Text-to-region grounding data
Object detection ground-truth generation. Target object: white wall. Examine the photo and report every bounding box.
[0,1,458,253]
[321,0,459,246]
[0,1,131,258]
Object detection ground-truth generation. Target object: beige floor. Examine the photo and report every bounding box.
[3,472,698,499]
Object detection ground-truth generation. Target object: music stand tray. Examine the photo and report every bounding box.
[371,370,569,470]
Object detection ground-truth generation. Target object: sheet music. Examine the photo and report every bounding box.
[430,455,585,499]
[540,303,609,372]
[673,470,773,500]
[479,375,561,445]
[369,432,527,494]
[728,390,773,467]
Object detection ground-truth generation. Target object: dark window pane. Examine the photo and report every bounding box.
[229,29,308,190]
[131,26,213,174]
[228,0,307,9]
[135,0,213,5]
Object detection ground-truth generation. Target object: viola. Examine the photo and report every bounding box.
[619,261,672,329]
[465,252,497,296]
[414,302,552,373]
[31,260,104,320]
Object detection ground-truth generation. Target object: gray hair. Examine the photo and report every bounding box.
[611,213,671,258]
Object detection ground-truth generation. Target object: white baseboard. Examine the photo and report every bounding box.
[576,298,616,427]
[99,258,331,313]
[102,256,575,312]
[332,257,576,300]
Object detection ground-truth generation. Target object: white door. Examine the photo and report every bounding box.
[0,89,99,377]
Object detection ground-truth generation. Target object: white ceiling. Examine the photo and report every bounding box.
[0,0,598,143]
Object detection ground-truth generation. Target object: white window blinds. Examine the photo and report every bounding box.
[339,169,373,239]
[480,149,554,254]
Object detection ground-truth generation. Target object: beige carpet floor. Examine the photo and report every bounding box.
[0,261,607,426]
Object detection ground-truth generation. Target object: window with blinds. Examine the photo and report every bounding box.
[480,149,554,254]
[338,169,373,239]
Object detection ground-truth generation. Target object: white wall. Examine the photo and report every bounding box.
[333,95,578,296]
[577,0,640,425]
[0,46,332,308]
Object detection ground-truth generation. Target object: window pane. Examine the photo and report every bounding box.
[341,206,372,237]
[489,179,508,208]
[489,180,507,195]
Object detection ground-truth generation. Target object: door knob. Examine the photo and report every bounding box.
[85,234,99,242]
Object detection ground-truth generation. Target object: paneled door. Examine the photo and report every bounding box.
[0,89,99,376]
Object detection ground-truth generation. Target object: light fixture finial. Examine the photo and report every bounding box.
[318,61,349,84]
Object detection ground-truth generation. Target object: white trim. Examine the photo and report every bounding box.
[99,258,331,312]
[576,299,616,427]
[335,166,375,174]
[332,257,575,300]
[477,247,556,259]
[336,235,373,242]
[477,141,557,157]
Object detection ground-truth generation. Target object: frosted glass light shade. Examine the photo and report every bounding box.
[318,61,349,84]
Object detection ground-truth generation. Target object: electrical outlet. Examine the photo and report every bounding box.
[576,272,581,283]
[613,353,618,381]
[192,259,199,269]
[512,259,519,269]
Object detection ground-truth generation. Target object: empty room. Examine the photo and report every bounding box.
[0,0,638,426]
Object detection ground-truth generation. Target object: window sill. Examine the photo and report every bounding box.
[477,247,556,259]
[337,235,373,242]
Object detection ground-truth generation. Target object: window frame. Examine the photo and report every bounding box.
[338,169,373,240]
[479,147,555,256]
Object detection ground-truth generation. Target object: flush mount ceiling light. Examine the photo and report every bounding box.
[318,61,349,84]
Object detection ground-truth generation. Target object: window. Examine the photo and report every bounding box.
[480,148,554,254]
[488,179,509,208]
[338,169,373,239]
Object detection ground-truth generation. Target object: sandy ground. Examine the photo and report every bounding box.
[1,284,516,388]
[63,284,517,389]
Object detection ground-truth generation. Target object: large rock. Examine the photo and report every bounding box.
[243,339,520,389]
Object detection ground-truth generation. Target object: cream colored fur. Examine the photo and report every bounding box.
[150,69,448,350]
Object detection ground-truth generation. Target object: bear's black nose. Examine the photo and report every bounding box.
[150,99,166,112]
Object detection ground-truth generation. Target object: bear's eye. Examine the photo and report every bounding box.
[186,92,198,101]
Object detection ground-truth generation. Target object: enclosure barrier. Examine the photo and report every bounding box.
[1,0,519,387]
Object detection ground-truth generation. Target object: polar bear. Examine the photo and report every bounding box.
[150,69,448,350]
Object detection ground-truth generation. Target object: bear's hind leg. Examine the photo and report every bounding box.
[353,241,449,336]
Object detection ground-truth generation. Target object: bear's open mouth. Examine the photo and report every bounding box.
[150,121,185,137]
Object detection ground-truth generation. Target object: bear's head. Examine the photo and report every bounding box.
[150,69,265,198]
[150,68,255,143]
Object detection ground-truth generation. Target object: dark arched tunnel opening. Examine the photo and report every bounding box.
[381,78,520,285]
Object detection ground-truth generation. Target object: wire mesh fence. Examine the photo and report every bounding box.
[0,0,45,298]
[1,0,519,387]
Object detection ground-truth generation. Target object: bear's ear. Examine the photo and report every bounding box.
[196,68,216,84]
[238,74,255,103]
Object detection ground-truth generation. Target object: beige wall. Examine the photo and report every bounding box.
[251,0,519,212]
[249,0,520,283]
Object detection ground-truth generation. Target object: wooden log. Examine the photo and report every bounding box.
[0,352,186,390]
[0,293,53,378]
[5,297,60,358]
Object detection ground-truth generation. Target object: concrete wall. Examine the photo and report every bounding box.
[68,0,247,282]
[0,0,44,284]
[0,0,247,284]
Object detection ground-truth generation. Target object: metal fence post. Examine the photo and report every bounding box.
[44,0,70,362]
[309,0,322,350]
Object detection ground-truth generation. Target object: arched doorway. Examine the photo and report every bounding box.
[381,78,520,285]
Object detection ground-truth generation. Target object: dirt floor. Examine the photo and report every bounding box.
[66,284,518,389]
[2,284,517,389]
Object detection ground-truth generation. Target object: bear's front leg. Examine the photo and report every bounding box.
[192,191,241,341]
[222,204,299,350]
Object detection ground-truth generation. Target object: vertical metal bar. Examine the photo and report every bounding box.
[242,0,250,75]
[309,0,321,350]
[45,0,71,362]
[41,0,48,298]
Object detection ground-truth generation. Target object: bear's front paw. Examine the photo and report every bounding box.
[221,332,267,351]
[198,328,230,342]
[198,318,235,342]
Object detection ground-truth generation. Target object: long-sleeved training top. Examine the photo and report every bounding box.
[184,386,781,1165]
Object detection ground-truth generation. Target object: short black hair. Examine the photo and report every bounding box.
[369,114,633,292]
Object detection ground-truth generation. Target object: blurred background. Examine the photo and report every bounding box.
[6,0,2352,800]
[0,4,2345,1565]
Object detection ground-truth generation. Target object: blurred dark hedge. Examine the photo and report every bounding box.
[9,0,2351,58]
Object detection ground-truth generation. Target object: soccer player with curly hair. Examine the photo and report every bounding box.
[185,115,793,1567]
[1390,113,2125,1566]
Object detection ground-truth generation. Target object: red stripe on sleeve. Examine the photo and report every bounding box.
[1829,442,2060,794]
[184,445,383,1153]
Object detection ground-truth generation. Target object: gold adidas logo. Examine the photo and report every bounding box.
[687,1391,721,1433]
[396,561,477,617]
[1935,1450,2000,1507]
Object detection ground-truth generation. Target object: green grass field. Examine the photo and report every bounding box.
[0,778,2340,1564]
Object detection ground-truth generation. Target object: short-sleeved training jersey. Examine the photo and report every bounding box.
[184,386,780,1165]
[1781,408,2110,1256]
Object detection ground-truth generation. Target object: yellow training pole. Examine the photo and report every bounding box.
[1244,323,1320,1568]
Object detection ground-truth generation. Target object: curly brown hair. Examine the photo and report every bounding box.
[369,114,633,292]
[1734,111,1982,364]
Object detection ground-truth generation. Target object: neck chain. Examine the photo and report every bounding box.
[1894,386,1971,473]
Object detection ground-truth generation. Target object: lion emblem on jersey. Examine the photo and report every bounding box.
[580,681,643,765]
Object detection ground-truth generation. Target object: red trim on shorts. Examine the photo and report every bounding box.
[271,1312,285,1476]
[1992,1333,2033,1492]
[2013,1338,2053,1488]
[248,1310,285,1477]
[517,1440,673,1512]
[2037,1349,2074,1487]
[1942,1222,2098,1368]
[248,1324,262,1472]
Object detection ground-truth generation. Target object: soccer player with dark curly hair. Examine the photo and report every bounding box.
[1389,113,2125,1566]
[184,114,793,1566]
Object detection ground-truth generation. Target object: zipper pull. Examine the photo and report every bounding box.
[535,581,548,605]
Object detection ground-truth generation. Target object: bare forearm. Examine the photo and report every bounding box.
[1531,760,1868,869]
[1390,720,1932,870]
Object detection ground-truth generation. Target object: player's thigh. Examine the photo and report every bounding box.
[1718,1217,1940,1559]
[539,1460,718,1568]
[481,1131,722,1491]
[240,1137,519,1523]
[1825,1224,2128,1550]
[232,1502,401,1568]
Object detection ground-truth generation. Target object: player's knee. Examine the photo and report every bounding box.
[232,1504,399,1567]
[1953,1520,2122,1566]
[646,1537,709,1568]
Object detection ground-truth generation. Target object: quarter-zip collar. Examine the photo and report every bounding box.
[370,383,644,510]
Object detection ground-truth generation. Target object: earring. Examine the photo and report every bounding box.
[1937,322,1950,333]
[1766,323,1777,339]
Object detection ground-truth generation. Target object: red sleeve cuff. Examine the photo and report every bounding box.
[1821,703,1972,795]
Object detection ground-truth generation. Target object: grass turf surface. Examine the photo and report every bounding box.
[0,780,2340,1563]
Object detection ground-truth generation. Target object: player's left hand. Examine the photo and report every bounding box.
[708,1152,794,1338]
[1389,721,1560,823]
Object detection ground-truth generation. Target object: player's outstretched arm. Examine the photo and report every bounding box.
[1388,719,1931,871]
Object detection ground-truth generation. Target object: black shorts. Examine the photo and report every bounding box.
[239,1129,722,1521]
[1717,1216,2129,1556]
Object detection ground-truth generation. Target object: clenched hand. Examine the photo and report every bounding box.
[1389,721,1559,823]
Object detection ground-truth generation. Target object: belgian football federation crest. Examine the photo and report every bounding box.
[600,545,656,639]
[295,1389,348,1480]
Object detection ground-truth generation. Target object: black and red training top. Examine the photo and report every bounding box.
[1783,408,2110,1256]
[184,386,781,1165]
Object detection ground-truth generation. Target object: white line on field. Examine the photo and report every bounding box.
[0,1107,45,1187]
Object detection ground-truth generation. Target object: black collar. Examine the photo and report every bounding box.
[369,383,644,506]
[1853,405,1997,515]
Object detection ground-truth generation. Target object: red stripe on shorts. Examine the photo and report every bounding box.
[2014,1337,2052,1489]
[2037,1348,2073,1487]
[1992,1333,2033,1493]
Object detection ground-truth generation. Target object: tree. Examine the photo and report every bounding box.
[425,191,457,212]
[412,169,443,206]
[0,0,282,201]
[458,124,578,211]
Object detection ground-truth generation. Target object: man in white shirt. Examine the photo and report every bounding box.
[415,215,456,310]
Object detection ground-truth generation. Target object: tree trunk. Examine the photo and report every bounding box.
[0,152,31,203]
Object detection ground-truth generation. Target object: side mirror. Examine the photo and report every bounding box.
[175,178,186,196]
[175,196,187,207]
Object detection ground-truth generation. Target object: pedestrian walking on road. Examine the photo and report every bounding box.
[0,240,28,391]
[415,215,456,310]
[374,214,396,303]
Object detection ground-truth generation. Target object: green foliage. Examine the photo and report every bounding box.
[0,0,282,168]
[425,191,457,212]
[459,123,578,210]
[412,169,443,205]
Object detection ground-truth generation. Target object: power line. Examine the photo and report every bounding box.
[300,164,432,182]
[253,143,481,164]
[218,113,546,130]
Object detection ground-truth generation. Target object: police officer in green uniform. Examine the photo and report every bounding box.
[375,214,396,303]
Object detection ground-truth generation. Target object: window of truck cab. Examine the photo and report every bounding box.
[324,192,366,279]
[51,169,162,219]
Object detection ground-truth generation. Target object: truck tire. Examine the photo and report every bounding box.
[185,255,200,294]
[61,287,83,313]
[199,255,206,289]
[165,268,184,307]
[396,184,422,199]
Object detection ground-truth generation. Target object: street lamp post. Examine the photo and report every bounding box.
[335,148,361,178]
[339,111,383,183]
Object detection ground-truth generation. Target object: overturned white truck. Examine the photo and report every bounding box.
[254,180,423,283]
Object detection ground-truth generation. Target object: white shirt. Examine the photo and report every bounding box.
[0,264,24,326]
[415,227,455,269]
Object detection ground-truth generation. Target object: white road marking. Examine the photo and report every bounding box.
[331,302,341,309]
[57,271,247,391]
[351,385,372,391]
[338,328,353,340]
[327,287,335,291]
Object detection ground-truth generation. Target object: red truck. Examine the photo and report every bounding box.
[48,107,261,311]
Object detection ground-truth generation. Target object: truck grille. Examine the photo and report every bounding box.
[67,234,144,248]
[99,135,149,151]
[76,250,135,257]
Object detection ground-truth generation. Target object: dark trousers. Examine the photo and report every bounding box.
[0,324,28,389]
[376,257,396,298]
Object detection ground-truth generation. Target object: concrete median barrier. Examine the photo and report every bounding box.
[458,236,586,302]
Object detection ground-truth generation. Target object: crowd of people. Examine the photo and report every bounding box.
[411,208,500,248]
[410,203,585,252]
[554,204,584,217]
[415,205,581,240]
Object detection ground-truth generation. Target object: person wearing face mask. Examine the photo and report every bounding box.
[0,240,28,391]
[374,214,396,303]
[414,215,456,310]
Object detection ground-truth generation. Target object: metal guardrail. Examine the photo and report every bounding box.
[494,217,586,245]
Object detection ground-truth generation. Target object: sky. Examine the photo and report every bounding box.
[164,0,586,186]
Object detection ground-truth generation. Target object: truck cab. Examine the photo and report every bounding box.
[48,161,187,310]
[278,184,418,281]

Assignment: Retype exactly the line with "object: metal guardrail." and each line after it until the records end, and include no other line.

Output of the task:
Object detection ground-truth generation. Target object: metal guardrail. Examine the photo and report every bounding box.
[494,217,586,245]
Object detection ground-truth generation. Target object: sky. Examine the photo and report every bounding box.
[164,0,586,186]
Object detection ground-truth generation. Target object: truck cab. Examine the photo and report every bounding box.
[48,161,187,310]
[278,184,418,281]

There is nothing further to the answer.